§ **Rows from a box labeling dataset**
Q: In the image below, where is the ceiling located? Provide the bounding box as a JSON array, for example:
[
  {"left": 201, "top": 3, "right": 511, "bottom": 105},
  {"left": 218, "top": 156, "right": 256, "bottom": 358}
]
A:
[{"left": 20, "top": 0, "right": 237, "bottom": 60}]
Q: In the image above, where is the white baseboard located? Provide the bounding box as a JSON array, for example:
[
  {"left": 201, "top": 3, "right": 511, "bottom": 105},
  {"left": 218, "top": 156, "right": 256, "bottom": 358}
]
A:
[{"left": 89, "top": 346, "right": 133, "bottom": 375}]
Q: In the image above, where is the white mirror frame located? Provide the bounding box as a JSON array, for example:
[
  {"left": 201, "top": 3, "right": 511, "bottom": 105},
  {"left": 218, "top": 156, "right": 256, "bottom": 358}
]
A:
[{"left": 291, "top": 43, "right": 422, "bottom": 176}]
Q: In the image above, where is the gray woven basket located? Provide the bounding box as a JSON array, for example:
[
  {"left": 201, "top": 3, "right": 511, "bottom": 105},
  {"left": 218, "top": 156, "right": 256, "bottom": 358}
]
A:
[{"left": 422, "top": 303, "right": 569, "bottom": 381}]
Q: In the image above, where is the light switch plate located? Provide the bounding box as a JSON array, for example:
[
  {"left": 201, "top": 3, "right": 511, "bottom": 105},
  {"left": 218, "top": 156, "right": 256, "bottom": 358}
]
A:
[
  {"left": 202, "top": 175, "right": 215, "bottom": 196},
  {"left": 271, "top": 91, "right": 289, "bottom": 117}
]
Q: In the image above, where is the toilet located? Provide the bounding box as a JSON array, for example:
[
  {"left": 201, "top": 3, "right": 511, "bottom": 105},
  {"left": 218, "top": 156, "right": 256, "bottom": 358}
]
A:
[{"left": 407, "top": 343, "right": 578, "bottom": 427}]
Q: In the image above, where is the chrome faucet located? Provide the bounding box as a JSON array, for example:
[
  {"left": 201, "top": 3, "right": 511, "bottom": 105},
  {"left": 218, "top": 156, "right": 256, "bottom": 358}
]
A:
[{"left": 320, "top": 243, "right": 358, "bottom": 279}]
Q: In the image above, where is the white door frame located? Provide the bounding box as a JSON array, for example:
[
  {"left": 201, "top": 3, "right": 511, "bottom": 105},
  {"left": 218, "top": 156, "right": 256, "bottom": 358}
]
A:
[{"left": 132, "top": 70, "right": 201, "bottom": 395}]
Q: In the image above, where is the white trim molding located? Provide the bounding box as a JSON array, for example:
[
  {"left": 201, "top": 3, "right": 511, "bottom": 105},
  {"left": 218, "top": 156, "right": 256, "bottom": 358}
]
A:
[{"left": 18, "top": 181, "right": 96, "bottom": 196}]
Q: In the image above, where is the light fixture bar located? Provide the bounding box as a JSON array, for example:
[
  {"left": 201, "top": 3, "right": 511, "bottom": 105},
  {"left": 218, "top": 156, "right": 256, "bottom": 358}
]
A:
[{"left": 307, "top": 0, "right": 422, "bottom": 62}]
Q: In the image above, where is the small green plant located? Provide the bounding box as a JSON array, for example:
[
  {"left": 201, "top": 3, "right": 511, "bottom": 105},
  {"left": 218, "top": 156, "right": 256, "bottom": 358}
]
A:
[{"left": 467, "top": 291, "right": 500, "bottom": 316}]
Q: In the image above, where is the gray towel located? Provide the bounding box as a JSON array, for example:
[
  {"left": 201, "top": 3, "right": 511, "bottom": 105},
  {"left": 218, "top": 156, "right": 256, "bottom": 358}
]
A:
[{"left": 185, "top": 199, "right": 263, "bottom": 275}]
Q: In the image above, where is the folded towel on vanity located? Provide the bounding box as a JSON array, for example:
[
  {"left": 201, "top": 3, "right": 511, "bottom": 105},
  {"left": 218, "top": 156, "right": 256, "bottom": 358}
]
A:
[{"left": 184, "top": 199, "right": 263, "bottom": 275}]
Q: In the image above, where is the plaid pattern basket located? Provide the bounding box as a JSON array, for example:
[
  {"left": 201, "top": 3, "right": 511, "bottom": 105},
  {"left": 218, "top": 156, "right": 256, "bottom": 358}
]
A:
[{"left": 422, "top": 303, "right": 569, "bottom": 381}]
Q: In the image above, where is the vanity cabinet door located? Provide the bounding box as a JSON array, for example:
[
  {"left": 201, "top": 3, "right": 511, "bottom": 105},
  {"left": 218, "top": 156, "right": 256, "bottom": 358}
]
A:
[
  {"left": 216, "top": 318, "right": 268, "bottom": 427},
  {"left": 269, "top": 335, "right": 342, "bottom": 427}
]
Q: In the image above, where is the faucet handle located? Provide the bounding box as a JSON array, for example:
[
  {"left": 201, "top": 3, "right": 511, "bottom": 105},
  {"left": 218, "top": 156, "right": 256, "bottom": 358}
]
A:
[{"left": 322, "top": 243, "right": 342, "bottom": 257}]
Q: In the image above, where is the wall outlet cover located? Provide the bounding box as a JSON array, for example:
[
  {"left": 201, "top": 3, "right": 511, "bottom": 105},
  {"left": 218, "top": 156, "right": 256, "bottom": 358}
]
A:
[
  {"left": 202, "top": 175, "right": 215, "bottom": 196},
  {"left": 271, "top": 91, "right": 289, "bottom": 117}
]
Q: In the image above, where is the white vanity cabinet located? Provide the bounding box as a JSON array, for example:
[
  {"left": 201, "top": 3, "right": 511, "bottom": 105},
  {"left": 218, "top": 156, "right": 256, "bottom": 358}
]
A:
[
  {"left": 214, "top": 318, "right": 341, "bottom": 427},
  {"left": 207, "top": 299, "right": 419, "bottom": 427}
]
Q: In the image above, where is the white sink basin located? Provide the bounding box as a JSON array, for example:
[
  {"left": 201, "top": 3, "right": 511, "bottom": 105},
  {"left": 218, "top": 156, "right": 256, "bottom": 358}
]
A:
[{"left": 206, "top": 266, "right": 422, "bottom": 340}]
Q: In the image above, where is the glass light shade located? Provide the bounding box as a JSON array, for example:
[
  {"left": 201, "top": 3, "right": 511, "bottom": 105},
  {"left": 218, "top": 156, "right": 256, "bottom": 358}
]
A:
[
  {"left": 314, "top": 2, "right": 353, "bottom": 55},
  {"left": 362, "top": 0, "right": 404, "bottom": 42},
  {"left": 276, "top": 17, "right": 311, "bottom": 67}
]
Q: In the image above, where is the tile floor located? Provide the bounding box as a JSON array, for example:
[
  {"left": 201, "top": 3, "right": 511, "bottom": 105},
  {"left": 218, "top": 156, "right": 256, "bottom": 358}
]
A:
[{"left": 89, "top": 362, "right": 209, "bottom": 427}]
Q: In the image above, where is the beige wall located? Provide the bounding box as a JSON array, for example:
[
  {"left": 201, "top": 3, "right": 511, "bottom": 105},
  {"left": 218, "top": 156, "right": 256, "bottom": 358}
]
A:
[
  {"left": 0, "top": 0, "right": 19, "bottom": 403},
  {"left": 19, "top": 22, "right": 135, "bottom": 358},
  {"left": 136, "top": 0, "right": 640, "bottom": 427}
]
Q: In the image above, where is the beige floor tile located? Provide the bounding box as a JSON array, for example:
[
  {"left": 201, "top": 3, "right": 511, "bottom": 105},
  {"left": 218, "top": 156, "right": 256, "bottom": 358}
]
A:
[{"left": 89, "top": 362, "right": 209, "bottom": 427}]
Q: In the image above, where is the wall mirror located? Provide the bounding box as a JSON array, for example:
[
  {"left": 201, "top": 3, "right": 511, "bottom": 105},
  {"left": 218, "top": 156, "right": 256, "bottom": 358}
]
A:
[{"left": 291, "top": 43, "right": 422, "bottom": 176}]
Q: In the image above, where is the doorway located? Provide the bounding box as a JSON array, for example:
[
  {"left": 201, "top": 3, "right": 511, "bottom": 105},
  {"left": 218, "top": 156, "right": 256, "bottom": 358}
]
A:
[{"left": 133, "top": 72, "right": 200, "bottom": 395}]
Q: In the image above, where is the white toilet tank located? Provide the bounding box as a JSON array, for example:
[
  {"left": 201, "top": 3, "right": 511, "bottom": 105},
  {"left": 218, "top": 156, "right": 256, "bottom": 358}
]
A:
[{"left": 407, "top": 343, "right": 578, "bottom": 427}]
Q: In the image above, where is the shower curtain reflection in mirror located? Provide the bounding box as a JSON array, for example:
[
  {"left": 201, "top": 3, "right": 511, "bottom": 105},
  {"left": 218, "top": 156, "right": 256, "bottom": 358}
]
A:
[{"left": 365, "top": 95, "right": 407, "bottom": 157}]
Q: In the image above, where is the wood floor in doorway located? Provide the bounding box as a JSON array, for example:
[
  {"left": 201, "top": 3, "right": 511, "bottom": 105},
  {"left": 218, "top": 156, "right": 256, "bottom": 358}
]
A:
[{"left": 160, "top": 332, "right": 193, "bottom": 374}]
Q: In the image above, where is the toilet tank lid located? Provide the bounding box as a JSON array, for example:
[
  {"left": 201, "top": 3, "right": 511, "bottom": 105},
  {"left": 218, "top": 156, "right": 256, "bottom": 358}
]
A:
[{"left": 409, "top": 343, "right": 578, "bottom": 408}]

§ **YOUR OBJECTIVE**
From the "Q: In the image above, where is the wood" line to the close of the listing, restate each line word for word.

§ **WORKED SOLUTION**
Q: In the image above, where is the wood floor in doorway located? Provide the bounding box as a JSON array, for example:
[
  {"left": 201, "top": 3, "right": 511, "bottom": 105},
  {"left": 218, "top": 156, "right": 256, "bottom": 358}
]
A:
[{"left": 160, "top": 332, "right": 193, "bottom": 374}]
Q: In the image above, where is the toilet tank lid located? Provide the bounding box as a JSON array, for example:
[
  {"left": 201, "top": 3, "right": 511, "bottom": 105},
  {"left": 218, "top": 156, "right": 256, "bottom": 358}
]
A:
[{"left": 409, "top": 343, "right": 578, "bottom": 408}]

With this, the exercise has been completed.